(Exercise data)
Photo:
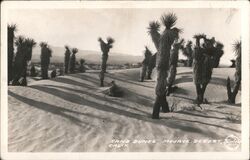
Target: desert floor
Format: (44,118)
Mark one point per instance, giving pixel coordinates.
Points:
(72,114)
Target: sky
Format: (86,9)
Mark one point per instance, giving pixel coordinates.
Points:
(81,28)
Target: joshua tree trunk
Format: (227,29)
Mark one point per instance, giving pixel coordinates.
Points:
(232,93)
(190,62)
(45,59)
(73,60)
(11,30)
(145,63)
(103,68)
(202,69)
(173,65)
(171,79)
(143,72)
(66,59)
(151,65)
(72,63)
(105,47)
(166,40)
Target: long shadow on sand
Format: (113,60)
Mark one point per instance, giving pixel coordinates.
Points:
(209,124)
(96,96)
(199,115)
(54,109)
(134,97)
(175,124)
(214,80)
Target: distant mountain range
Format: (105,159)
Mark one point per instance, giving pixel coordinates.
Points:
(89,56)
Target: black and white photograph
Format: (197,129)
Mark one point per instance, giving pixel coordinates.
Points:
(114,77)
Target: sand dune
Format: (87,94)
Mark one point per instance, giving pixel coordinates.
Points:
(71,114)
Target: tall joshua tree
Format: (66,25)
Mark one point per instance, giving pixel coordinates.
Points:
(66,59)
(203,65)
(19,61)
(105,47)
(82,68)
(30,43)
(174,56)
(162,64)
(46,53)
(11,36)
(145,62)
(151,65)
(233,92)
(188,52)
(153,31)
(218,53)
(72,62)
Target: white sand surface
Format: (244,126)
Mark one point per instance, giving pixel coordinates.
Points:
(71,114)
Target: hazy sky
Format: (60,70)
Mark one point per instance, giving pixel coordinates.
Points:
(81,27)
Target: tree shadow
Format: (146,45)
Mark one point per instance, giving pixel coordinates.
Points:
(182,91)
(109,75)
(86,77)
(214,80)
(198,115)
(99,97)
(72,82)
(56,110)
(48,108)
(76,99)
(208,124)
(185,73)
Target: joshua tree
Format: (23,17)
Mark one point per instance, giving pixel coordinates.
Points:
(145,62)
(11,36)
(232,93)
(33,71)
(66,59)
(23,56)
(82,68)
(151,65)
(203,65)
(188,52)
(233,63)
(19,61)
(162,64)
(46,53)
(72,62)
(30,43)
(153,30)
(173,65)
(218,53)
(53,74)
(105,47)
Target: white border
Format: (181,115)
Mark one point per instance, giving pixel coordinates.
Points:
(242,5)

(Directions for this task)
Check each line above for the string "white" and show the ones that have it.

(Solved problem)
Target: black and white photograph
Target: white sand surface
Target: white border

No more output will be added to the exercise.